-- MATERIAL FOR THE TASK --

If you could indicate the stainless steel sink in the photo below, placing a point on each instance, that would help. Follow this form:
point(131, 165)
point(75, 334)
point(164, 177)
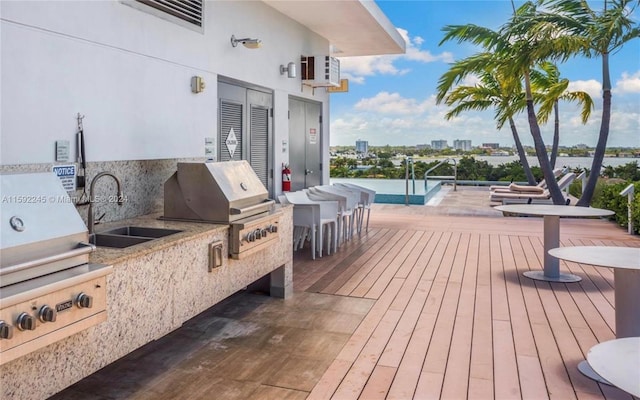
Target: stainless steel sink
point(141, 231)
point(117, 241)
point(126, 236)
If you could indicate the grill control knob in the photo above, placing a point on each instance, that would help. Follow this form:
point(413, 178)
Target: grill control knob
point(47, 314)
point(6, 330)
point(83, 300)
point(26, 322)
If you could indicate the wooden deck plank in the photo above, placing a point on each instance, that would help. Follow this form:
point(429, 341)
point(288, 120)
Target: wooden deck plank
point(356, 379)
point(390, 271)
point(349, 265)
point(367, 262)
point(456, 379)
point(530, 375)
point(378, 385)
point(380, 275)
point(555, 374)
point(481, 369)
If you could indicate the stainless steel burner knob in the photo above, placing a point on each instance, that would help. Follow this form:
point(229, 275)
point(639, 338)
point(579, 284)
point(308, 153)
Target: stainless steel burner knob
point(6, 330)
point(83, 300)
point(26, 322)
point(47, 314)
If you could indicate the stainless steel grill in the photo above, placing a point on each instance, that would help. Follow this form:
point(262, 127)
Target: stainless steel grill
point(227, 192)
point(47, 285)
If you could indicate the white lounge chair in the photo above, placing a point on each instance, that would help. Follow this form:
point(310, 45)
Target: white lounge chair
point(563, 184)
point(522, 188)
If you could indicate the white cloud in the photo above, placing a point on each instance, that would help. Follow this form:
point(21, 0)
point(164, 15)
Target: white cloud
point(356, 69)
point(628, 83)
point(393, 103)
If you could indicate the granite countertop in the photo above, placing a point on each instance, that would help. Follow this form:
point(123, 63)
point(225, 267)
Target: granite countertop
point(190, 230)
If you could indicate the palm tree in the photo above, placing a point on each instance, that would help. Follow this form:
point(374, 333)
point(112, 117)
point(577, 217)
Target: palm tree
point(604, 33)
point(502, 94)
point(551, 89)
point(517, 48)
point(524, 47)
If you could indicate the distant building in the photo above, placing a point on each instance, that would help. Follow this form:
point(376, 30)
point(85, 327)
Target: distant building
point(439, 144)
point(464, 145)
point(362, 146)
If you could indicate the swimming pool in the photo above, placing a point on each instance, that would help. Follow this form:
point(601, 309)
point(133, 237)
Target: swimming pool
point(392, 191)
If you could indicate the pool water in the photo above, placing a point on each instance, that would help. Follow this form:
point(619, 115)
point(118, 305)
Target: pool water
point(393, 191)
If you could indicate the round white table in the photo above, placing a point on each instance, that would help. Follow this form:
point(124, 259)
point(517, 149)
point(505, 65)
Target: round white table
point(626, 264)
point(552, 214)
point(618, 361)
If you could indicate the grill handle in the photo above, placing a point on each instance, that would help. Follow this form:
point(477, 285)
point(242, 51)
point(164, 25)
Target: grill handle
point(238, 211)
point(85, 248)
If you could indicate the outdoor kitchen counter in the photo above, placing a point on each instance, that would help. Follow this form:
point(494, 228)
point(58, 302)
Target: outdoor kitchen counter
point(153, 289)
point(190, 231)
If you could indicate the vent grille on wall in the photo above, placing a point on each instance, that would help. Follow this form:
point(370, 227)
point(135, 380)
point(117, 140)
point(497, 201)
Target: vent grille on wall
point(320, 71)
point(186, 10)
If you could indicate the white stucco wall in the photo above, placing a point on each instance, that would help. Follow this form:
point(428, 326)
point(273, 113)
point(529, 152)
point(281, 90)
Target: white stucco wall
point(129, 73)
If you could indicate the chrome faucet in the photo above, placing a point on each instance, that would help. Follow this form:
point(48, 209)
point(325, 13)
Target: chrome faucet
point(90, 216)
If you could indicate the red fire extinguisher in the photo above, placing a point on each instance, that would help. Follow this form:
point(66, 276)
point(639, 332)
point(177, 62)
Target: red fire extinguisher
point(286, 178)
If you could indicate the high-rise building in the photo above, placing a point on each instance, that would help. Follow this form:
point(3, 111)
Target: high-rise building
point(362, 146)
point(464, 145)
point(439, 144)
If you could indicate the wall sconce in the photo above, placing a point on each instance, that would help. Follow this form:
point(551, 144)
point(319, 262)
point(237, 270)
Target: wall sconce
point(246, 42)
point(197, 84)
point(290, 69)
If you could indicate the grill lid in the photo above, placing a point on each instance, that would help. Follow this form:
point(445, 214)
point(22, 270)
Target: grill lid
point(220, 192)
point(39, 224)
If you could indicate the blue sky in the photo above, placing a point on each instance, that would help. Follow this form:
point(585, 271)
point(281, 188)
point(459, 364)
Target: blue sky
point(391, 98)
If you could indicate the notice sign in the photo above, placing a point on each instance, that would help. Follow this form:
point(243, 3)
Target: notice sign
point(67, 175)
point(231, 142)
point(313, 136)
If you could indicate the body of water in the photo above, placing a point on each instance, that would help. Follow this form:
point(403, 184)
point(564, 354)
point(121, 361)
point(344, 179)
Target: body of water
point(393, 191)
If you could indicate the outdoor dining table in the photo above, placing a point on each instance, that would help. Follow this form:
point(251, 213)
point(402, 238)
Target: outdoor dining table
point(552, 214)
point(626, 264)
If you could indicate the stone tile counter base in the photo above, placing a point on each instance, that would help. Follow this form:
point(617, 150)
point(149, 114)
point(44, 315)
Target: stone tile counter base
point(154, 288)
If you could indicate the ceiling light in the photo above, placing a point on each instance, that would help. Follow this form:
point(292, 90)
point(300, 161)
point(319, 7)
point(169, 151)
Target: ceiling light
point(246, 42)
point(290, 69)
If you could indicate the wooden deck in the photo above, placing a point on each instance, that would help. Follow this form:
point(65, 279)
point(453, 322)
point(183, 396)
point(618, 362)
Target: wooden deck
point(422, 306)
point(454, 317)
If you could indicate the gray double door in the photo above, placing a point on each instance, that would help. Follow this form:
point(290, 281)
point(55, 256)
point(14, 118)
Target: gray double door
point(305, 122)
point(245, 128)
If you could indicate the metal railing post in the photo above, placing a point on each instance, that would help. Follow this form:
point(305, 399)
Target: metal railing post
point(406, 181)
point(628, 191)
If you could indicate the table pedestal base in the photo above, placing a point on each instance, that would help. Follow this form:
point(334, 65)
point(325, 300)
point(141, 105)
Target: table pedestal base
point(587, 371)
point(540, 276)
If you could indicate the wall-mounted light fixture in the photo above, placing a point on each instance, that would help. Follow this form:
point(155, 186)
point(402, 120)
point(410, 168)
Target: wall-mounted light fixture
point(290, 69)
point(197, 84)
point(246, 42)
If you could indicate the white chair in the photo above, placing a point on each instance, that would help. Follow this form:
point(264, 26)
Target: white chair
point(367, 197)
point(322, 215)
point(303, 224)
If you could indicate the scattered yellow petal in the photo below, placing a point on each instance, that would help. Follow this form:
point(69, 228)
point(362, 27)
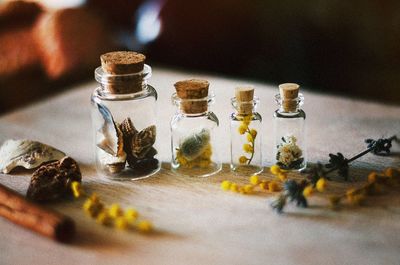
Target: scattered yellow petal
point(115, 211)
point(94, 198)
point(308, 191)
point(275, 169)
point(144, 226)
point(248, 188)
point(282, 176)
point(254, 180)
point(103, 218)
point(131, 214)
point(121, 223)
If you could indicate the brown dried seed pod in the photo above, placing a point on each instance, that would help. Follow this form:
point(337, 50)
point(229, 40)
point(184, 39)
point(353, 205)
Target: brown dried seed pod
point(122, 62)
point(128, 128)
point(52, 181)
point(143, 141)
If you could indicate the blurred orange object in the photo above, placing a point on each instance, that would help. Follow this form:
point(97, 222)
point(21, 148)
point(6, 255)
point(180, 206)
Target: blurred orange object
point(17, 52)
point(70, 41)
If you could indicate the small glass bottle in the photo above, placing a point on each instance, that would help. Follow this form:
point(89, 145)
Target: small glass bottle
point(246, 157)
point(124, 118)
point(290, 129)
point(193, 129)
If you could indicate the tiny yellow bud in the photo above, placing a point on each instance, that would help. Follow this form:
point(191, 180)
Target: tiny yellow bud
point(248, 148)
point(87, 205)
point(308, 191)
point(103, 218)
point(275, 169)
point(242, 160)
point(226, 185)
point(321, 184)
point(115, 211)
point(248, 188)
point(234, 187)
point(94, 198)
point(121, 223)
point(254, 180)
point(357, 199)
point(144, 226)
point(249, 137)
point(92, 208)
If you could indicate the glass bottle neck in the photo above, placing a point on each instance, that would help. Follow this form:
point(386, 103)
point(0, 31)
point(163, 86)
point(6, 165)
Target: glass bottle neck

...

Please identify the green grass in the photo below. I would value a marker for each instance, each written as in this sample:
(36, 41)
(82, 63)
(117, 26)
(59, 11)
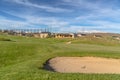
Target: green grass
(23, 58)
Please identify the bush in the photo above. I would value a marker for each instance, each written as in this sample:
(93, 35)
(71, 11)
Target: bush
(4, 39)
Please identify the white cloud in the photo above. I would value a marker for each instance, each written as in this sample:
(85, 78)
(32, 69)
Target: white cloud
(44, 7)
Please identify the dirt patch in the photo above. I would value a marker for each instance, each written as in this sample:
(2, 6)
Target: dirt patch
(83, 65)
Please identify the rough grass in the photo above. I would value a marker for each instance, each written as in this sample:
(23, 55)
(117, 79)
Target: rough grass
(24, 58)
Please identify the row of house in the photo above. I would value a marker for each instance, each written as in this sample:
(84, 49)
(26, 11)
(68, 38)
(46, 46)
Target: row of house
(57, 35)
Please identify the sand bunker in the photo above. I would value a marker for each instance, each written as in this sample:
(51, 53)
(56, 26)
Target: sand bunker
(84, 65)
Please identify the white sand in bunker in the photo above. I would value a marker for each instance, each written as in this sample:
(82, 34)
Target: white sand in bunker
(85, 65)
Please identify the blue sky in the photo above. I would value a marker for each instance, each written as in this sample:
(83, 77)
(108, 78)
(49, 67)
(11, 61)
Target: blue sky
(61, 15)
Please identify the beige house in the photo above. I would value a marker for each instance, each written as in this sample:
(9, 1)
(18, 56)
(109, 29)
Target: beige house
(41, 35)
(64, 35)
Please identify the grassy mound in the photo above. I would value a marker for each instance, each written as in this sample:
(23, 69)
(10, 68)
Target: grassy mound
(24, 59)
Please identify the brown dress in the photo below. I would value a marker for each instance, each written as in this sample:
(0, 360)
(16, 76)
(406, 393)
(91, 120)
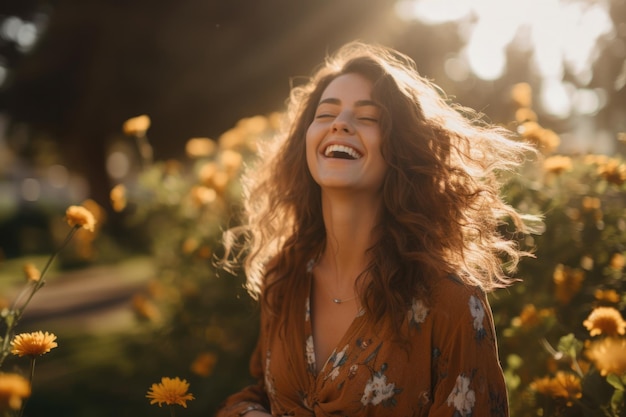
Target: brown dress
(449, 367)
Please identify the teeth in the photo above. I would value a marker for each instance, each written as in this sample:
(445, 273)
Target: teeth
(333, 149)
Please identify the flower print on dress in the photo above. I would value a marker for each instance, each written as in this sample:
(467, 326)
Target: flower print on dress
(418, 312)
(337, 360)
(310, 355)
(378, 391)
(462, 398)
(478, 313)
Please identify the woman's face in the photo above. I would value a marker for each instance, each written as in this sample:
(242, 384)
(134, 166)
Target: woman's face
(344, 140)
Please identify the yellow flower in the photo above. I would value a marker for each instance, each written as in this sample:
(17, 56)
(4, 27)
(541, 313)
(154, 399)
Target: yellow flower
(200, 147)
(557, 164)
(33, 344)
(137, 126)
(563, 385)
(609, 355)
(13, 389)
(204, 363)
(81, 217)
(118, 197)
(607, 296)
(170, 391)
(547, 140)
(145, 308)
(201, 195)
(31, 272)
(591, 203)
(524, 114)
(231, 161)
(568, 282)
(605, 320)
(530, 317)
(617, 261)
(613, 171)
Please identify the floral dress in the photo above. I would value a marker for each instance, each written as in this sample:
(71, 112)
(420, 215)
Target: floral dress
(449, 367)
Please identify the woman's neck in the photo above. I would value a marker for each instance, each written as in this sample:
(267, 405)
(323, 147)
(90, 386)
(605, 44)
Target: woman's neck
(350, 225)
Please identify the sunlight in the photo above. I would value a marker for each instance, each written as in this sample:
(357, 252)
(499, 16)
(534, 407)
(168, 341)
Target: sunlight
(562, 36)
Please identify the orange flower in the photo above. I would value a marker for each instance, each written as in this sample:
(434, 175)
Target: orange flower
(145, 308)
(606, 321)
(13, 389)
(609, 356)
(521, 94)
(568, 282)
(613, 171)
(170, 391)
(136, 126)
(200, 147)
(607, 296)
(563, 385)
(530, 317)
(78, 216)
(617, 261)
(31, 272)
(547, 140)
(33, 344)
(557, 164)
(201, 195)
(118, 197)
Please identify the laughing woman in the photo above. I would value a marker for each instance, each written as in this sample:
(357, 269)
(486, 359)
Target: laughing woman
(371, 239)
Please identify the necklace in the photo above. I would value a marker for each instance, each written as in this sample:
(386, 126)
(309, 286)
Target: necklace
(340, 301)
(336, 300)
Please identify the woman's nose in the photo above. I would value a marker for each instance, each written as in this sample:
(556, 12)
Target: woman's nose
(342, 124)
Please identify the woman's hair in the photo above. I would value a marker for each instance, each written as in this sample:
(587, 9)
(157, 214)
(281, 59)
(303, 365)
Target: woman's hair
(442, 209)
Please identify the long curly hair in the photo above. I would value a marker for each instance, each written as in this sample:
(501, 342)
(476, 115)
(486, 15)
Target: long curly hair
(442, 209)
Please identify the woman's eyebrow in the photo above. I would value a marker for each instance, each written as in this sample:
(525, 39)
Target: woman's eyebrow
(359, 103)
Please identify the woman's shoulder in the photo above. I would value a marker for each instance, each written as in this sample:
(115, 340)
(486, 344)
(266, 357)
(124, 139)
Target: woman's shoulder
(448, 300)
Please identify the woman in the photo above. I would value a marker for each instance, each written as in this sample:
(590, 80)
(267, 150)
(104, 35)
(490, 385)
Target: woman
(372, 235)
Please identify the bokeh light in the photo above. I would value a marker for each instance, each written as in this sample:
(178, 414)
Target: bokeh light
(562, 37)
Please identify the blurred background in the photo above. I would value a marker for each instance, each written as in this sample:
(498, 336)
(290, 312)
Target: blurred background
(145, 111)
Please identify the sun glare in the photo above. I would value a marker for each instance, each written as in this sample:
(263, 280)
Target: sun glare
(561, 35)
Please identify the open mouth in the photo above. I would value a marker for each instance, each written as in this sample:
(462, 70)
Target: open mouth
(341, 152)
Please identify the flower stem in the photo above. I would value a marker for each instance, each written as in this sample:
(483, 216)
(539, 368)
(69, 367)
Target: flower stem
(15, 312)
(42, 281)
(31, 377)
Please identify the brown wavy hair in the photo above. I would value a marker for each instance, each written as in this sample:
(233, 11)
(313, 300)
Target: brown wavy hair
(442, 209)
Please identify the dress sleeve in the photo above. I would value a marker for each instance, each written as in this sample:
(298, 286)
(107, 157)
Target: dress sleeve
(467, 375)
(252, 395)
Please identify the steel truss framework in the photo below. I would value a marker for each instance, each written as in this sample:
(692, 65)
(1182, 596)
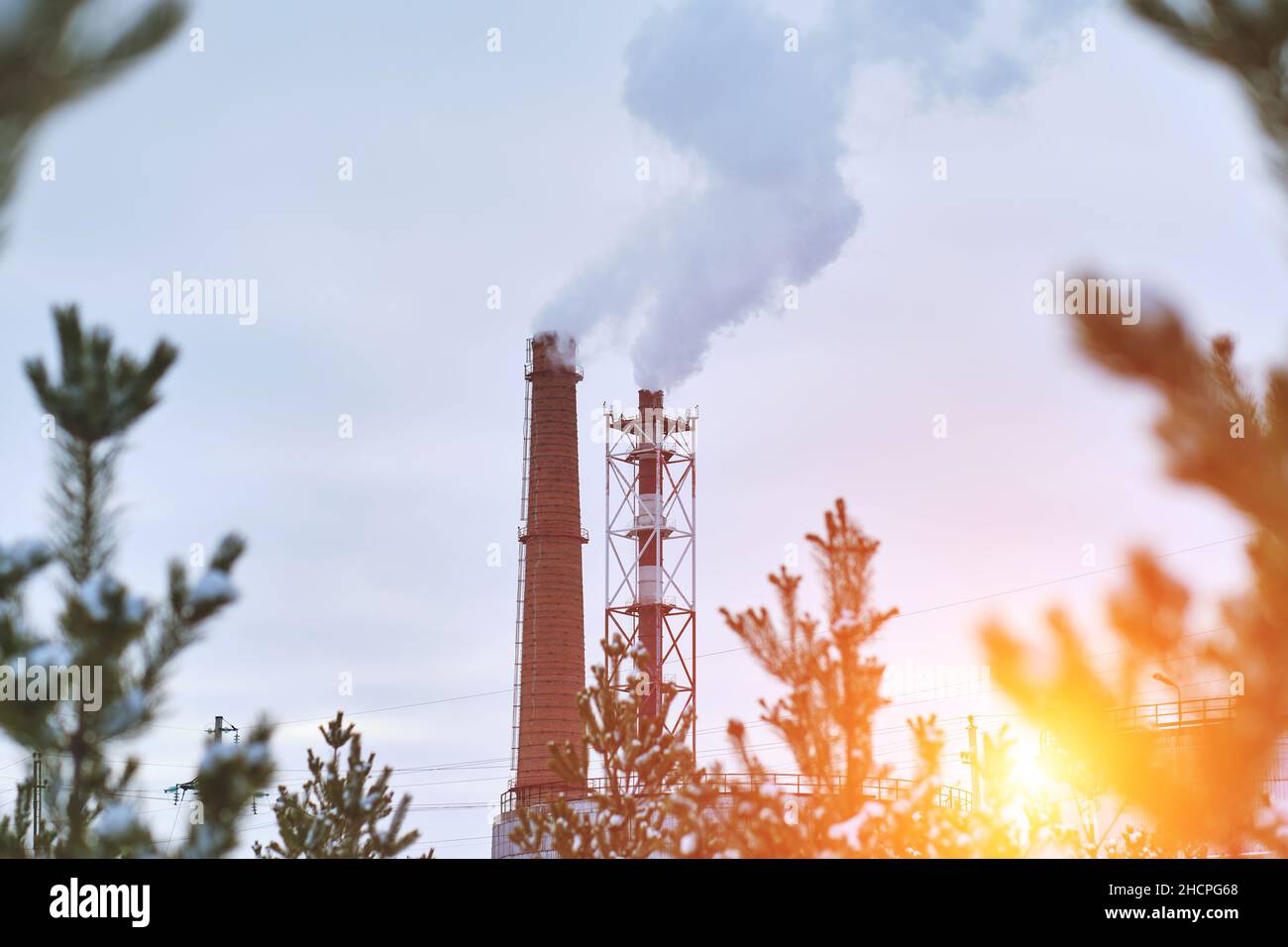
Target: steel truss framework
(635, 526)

-- DIRECTIONS FOR THIS TASK --
Select and copy every line from the records that includes the word "below".

-- EXERCISE ANSWER --
If you could indicate the stainless steel sink in the photo below, placing a point on each instance, that would help. Follow this form:
If you could indicate the scattered yellow petal in the photo below, placing a point on each instance, that would help. Follow this form:
Please identify the green grass in the photo below. I would value a marker for each instance, each written as in this sample:
Please identify the brown dress in the photo below. I would value a marker for each instance, each written as in this sample:
Please identify the steel truss framework in the photo below. I would value a marker for each instance, each written as in this sample:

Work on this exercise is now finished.